Your assignment: From the passage on AI due diligence, extract the portion starting at "If your primary" and ending at "team will find.", copying it word for word.

Passage to read:

If your pitch deck says "AI-powered" or "AI-native," a diligence reviewer will ask what that claim is based on. The SEC enforcement actions against Delphia (USA) Inc. ($225,000 penalty, March 2024) and Global Predictions Inc. ($175,000, March 2024) both turned on unsubstantiated AI capability claims in investor materials. A single document naming each material claim and the evidence behind it is the kind of substantiation record a Section 5 inquiry looks for, and it answers the data-room question in one artifact.

The state map is the scope screen and roadmap a reviewer wants, not a fifty-state survey. It shows which of your features touch which regimes, what is in force versus pending, and who owns getting compliant. State and local AI rules now reach employment screening, consequential decisions, biometric data, and consumer disclosure, and the obligations differ by jurisdiction, so a credible map is built feature by feature and state by state rather than as a single company-wide statement.


Section 7: Vendor Dependency and Risk Allocation

Reviewer lens: Enterprise buyer and acquirer (highest priority); investors (moderate, particularly for AI-native companies with concentrated vendor exposure).

Evidence ItemSelf-Score (0-5)
Provider and model inventory: full list of GPAI providers and models in use, with percentage of product functionality dependent on each
Concentration assessment: a written analysis if a significant share of your product functionality depends on a single GPAI provider, including what happens if pricing changes or the model is deprecated
Exit, deprecation, deletion, and indemnity review: key contract terms documented per provider, with gaps identified

If your primary provider doubles pricing or sunsets a model, does the company have a credible alternative written down? A contract with no defined data-deletion procedure on exit, no model deprecation provisions, or no clear indemnification scope for training-data claims is a gap a technical buyer's legal team will find.


How to Score Your Package

Run the 7-section framework with the 0-5 scale at least six months before a planned raise or sale. Any section below a 3 is a gap you would rather find now than during a live deal.

A few questions worth putting to your team before a deal process begins:

Can you name the person accountable for AI risk right now? Not a team. A named person with a written role and reporting line. If the answer is "it's kind of shared," your Section 1 is incomplete.

Supplied material:
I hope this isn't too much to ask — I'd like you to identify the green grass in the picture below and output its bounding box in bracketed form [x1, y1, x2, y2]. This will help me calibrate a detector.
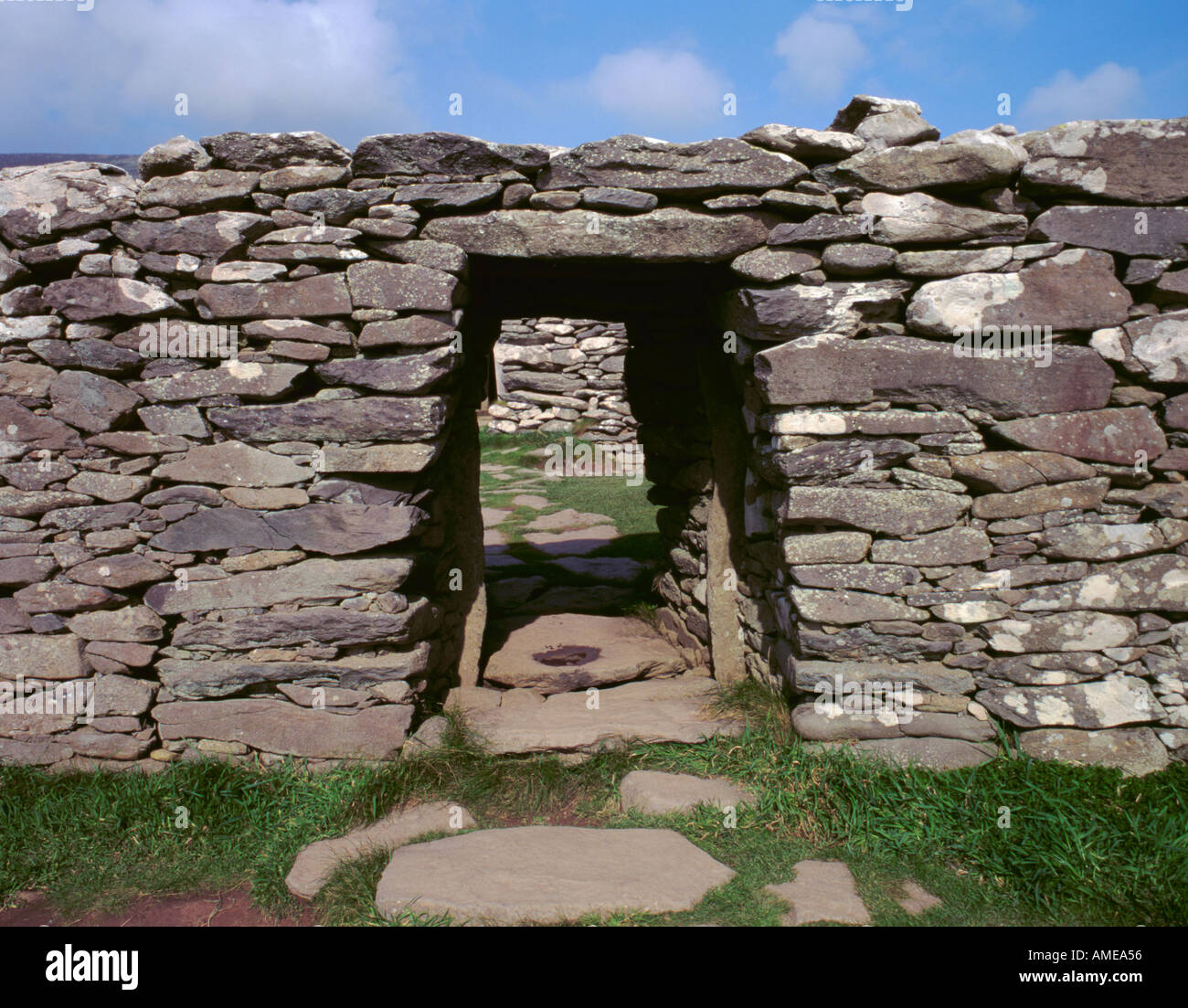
[0, 684, 1188, 926]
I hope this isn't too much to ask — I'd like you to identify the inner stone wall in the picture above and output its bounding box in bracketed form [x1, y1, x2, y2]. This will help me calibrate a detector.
[487, 316, 637, 441]
[0, 98, 1188, 771]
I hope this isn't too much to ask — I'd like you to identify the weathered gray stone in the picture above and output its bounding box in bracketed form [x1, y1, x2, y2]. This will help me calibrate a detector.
[207, 396, 451, 442]
[863, 193, 1028, 245]
[780, 486, 971, 535]
[483, 613, 685, 695]
[0, 161, 135, 248]
[347, 262, 460, 312]
[422, 207, 775, 262]
[352, 132, 549, 177]
[822, 131, 1026, 193]
[907, 249, 1131, 334]
[0, 633, 90, 679]
[155, 643, 431, 700]
[994, 407, 1168, 466]
[111, 210, 272, 257]
[537, 133, 808, 196]
[829, 95, 941, 149]
[264, 503, 428, 557]
[950, 451, 1097, 494]
[755, 336, 1114, 419]
[145, 557, 412, 616]
[173, 599, 435, 651]
[152, 441, 313, 486]
[202, 131, 351, 171]
[1019, 727, 1168, 778]
[137, 135, 210, 182]
[726, 281, 911, 340]
[152, 699, 412, 759]
[871, 528, 993, 567]
[764, 861, 871, 928]
[743, 122, 866, 164]
[132, 360, 305, 403]
[196, 273, 352, 319]
[1030, 207, 1188, 260]
[975, 675, 1163, 728]
[1019, 119, 1188, 203]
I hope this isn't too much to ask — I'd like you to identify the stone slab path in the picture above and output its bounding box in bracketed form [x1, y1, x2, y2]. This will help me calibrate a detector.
[285, 801, 478, 900]
[451, 673, 743, 754]
[765, 861, 871, 928]
[483, 608, 685, 695]
[376, 826, 734, 924]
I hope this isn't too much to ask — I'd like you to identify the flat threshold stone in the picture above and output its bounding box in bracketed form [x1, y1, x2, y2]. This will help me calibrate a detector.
[376, 826, 734, 925]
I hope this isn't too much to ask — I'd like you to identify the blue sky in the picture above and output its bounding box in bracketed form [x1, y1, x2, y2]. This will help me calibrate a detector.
[0, 0, 1188, 154]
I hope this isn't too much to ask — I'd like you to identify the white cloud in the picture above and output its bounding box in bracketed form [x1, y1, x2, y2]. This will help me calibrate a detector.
[1019, 63, 1143, 126]
[776, 13, 868, 98]
[0, 0, 408, 149]
[585, 48, 729, 126]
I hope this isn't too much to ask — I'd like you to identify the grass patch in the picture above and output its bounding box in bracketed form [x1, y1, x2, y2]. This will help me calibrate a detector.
[0, 684, 1188, 926]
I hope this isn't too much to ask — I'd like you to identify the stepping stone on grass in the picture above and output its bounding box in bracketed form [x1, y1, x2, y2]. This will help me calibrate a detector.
[527, 507, 614, 533]
[285, 801, 478, 900]
[895, 878, 941, 917]
[814, 737, 998, 770]
[376, 826, 734, 924]
[483, 507, 511, 529]
[554, 557, 645, 585]
[619, 770, 755, 815]
[524, 525, 619, 557]
[764, 861, 871, 928]
[483, 608, 685, 693]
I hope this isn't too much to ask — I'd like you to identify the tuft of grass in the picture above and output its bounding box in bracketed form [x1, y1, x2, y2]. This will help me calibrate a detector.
[0, 683, 1188, 926]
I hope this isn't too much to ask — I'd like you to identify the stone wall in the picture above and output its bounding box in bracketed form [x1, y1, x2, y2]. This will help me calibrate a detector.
[487, 316, 637, 441]
[0, 98, 1188, 769]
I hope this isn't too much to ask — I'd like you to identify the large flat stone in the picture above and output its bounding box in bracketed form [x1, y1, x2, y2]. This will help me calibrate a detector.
[376, 826, 734, 925]
[537, 133, 808, 196]
[619, 770, 755, 815]
[157, 651, 429, 700]
[764, 861, 871, 928]
[352, 132, 549, 177]
[173, 599, 434, 650]
[196, 273, 352, 319]
[1019, 119, 1188, 203]
[111, 210, 272, 257]
[755, 336, 1114, 419]
[207, 396, 451, 442]
[726, 281, 911, 341]
[422, 207, 779, 262]
[483, 613, 685, 695]
[1030, 207, 1188, 260]
[994, 407, 1168, 466]
[285, 801, 479, 900]
[907, 249, 1132, 334]
[780, 486, 971, 536]
[975, 675, 1163, 728]
[467, 676, 743, 754]
[152, 699, 412, 759]
[145, 557, 412, 614]
[0, 633, 90, 679]
[0, 161, 137, 248]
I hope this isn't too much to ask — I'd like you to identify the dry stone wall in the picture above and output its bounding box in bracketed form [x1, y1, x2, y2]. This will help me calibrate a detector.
[487, 317, 637, 442]
[0, 96, 1188, 772]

Task response:
If your primary provider doubles pricing or sunsets a model, does the company have a credible alternative written down? A contract with no defined data-deletion procedure on exit, no model deprecation provisions, or no clear indemnification scope for training-data claims is a gap a technical buyer's legal team will find.